§ **SHORT EXERCISE**:
Output all records precisely as written.

§ **SOURCE DATA**:

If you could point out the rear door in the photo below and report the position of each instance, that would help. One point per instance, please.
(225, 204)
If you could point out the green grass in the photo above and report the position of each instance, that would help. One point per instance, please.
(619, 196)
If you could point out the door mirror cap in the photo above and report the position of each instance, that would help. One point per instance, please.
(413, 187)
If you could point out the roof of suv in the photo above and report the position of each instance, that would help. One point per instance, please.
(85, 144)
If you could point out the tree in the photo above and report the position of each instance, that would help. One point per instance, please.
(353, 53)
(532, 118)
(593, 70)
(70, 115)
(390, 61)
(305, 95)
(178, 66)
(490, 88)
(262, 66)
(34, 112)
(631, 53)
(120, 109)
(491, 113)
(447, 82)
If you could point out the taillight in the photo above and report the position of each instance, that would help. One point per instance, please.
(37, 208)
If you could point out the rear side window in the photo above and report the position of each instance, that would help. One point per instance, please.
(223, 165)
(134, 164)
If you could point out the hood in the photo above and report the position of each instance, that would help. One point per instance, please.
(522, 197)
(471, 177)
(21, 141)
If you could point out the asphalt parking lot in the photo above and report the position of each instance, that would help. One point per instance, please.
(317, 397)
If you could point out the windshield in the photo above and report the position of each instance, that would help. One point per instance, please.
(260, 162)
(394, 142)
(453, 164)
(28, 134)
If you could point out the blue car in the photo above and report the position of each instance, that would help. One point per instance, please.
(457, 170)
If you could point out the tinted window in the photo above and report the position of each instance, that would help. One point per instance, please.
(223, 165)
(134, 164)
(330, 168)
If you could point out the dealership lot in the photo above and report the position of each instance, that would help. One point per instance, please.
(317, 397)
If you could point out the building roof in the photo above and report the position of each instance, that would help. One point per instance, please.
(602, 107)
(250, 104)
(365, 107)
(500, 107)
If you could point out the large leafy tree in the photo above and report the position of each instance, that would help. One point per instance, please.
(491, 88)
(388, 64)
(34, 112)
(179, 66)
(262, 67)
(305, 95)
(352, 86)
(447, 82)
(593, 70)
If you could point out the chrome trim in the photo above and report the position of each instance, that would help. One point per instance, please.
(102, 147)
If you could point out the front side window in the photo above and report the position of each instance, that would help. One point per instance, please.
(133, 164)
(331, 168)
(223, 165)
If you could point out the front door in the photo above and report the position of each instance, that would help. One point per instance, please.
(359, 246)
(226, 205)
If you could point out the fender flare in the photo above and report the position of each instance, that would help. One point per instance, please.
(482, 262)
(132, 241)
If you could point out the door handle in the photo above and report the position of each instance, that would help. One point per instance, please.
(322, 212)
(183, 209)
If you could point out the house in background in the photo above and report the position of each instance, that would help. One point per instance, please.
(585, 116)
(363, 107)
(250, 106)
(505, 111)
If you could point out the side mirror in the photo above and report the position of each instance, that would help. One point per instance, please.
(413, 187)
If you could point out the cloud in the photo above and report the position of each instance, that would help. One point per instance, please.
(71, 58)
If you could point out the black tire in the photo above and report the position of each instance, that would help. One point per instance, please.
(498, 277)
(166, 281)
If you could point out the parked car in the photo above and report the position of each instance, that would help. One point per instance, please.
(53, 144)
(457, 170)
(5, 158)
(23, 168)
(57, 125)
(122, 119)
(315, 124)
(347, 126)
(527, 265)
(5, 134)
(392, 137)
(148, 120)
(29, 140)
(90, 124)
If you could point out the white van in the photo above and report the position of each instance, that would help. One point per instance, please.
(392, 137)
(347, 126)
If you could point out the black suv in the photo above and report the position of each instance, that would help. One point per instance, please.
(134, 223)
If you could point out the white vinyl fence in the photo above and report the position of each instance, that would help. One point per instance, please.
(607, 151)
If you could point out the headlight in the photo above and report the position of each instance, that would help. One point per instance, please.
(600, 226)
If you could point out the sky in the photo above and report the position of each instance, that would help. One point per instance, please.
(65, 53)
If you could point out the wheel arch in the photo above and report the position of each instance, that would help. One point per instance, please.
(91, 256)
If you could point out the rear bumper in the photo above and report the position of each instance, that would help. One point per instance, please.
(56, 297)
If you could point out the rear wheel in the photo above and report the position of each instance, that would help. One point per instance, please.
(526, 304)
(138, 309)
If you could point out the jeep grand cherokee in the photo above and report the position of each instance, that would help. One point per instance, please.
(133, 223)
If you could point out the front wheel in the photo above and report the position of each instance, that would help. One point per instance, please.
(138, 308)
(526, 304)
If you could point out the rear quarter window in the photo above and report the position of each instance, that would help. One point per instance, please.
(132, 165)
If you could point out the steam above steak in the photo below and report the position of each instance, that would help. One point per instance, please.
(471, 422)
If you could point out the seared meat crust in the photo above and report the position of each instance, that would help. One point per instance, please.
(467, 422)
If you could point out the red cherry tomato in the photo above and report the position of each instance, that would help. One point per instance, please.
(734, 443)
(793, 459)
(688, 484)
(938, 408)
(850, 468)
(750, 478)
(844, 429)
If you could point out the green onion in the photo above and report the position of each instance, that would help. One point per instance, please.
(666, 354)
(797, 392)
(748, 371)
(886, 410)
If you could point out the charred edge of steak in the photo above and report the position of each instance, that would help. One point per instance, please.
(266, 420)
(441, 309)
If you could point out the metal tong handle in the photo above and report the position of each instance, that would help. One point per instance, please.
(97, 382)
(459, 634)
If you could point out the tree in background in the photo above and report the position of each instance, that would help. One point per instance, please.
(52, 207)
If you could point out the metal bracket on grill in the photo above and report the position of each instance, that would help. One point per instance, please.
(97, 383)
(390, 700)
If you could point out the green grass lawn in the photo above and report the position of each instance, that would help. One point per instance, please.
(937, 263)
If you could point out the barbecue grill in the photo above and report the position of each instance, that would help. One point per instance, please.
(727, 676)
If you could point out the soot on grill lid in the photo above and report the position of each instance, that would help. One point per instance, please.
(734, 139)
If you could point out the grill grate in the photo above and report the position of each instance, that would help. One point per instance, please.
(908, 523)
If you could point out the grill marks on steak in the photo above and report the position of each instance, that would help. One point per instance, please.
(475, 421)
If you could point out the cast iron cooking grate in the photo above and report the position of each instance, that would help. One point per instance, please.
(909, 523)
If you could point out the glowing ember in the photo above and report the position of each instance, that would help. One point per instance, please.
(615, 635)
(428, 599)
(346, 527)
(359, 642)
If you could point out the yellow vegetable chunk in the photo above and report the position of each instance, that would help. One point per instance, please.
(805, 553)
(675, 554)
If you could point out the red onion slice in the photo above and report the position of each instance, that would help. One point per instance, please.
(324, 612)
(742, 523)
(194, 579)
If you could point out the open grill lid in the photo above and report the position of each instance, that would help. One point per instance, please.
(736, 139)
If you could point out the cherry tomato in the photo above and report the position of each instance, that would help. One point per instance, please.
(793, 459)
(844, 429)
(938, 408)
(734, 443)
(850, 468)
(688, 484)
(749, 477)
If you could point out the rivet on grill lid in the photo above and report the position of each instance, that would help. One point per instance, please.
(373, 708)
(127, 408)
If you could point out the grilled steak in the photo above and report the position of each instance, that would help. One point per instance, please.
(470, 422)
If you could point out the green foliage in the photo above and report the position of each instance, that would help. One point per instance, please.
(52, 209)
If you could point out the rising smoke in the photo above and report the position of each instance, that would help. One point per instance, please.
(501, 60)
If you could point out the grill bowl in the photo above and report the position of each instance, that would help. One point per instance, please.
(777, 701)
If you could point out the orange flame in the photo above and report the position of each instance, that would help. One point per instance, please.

§ **ANSWER TO THIS TASK**:
If you could point out the rear door in the photo below and report the position of each instance, that would help. One point per instance, please.
(225, 204)
If you could point out the green grass in the photo above and report the position of each instance, that would help. One point per instance, please.
(619, 196)
If you could point out the door mirror cap in the photo above and report the position of each instance, that would help. One point per instance, please.
(413, 187)
If you could point out the roof of suv in the photo above and report the position of each instance, that would help. One point per instance, please.
(85, 144)
If you could point out the tree in the photo above and report the position of each instance, that would help. One point per instance, please.
(353, 53)
(532, 118)
(593, 70)
(70, 115)
(390, 61)
(305, 95)
(178, 66)
(490, 88)
(262, 66)
(34, 112)
(631, 53)
(120, 109)
(491, 113)
(447, 82)
If you could point out the taillight in the photo above and report the position of each instance, that would help. One point per instance, please.
(37, 208)
If you could point out the rear side window in the photo above and report the position of each instance, that would help. One point per instance, please.
(223, 165)
(134, 164)
If you could point out the hood in the photo above and report the position of each instance, that would help. One point per instance, please.
(522, 197)
(471, 177)
(21, 141)
If you could point out the asphalt parking lot in the photo above and report the position of each instance, that would help. One point per instance, please.
(317, 397)
If you could point out the windshield in the photo above and report the position of each instance, that would help. One point per instance, please.
(260, 162)
(394, 142)
(453, 164)
(28, 134)
If you could point out the blue car in the photo above and report the position of each instance, that would help. One point per instance, please.
(457, 170)
If you could point out the tinted window in the photo above and report the position of each instance, that would help. One point per instance, please.
(223, 165)
(134, 164)
(330, 168)
If you could point out the dealership lot in the photo above and report the position of each instance, that would help. One point per instance, please.
(317, 397)
If you could point out the building roof in the photo above and report the position of each instance, that would help. One point per instance, please.
(602, 107)
(250, 104)
(365, 107)
(500, 107)
If you could point out the large leafy tree in the photo above and report the position of each instance, that would help. One point per instance, please.
(491, 88)
(388, 64)
(34, 112)
(179, 66)
(262, 67)
(305, 95)
(352, 86)
(447, 82)
(593, 70)
If you could point out the chrome trim in the photo above and report the position of each instance, that would help. One point per instance, please.
(102, 147)
If you could point out the front side window in the photo above and report the position of each instance, that would help. One point per instance, please.
(133, 164)
(331, 168)
(223, 165)
If you could point out the front door in the photo above and report the position of each instance, that would help. One point per instance, please.
(359, 246)
(226, 205)
If you could point out the fender flare in the photo above and report the position of each instance, that would help. One point per instance, please.
(482, 262)
(132, 241)
If you could point out the door handle in the photo above and report the position of each instance, that would help. One point per instance, please.
(322, 212)
(183, 209)
If you could point out the house in background in the photo above and report the position of each instance, that would help. One point per instance, please.
(585, 116)
(363, 107)
(250, 106)
(505, 111)
If you could point out the side mirror in the photo above and report the position of each instance, that would help. One point per instance, please.
(413, 187)
If you could point out the cloud in the photo above and report the position of each instance, that would help. One point per instance, please.
(71, 58)
If you could point out the black tire in the photo above and report the position of each instance, that would help. One point per instance, please.
(498, 277)
(166, 281)
If you could point out the parked car in the photo above and report the position of each instance, that would help. One point per instance, please.
(53, 144)
(457, 170)
(5, 158)
(23, 168)
(57, 125)
(122, 119)
(315, 124)
(347, 126)
(527, 265)
(5, 134)
(392, 137)
(148, 120)
(29, 140)
(90, 124)
If you could point out the white van in the photo above and report the position of each instance, that would help. One point per instance, please.
(392, 137)
(347, 126)
If you could point out the black suv in the photo above and report the position of each instance, that would help. One point per instance, please.
(134, 223)
If you could point out the white vinyl fence in the photo above and report the position of each instance, that would help. One point per instance, please.
(607, 151)
If you could point out the headlight in the photo above and report the position of each instance, that would help. One point per instance, please.
(600, 226)
If you could point out the sky in the photo above and report the position of each instance, that would help. One point per instance, please.
(65, 53)
If you could point out the wheel arch in the photo above and report the position of each instance, that would help. One point per instance, please.
(91, 256)
If you could point out the rear bumper in the photo above and report the position of each instance, that would help. One point per instance, please.
(56, 297)
If you could point out the rear wheel in the photo above and report the position of each instance, that would help. One point per instance, please.
(526, 304)
(138, 309)
If you could point out the jeep grand cherokee in the photo above and report the position of each instance, that would help. One point per instance, please.
(133, 223)
If you could point out the front wheel in the photo above and report the position of each instance, that would help. One point per instance, please.
(138, 308)
(526, 304)
If you could point out the rear quarter window in the photo above and report the position of each instance, that would help. One point per instance, please.
(132, 165)
If you could point out the steam above steak in the photo below and report the position of each instance, that would help. One point per instance, please.
(471, 422)
If you could point out the seared meat crust in the photo above and report the position of each instance, that would help. One point per instance, please.
(467, 422)
If you could point out the red cherry tomato in the photo above and report the position of each instance, that would help. One point per instance, please.
(734, 443)
(793, 459)
(688, 484)
(938, 408)
(850, 468)
(750, 478)
(844, 429)
If you could point out the green onion in the photo above and report the position of each instance, that would help. One point per instance, please.
(666, 354)
(797, 392)
(748, 371)
(886, 410)
If you could point out the charred edge of steak in the photo above and report the position of each instance, that would help. One point per instance, please.
(266, 420)
(441, 309)
If you could point out the metal tong handle in the photo above and report the position of each instance, that would help. One point per instance, please.
(97, 382)
(459, 634)
If you could point out the tree in background in the photo above and report the position of each instance, that would help. One point per instance, please.
(52, 207)
If you could point out the metal bracket on grill in the photo above and report the position of each instance, that would help. One point per instance, please.
(97, 383)
(390, 700)
If you could point out the green grass lawn in the photo above and report the position of each instance, that would help. One point per instance, please.
(937, 263)
If you could point out the barbecue grill in the photo above and report the position of each instance, that would help. One point per instance, please.
(727, 676)
If you could point out the soot on grill lid in the photo above and report the position of each instance, that would help. One point per instance, please.
(734, 139)
If you could point out the grill grate in the photo above and report the position of each instance, that would help. One point per instance, please.
(908, 523)
If you could point out the grill marks on steak in the photo above and report the position of each instance, that would help. One point per instance, please.
(475, 421)
If you could point out the cast iron cooking grate in the photo above and report the position of each instance, that would help. One point per instance, please.
(909, 523)
If you could point out the glowing ember in the photo above and report the position of each instance, that would help. One point per instance, please.
(615, 635)
(428, 599)
(346, 527)
(359, 642)
If you could point out the yellow vegetable chunk in the photo above and report the position of each instance, that would help. One point per instance, please.
(805, 553)
(675, 554)
If you could point out the red onion slice in the photo above and report the position of each instance, that would help. One point per instance, please.
(324, 612)
(742, 523)
(194, 579)
If you could point out the open grill lid in the photo above and report the position of each instance, that would help. One point per instance, please.
(736, 139)
If you could point out the cherry tomato in the photo above and report the position of each instance, that would help. One point per instance, please.
(793, 459)
(844, 429)
(938, 408)
(734, 443)
(850, 468)
(688, 484)
(749, 477)
If you could point out the rivet on grill lid in the photo above and report the position of each instance, that would help. One point per instance, please.
(373, 708)
(127, 408)
If you could point out the grilled steak in the photo above and report the position of each instance, that would help. One point per instance, please.
(470, 422)
If you could point out the green foliage in the photo above and report the position of each instance, that would help. One point per instance, please.
(52, 209)
If you could point out the rising smoke in the photo above and report the position of each instance, that would help. One point per instance, please.
(501, 60)
If you could point out the grill bowl in the photo above and report the position of each instance, that would help. One point per instance, please.
(777, 701)
If you could point out the orange flame in the photo above and report the position of each instance, that would help. One point per instance, please.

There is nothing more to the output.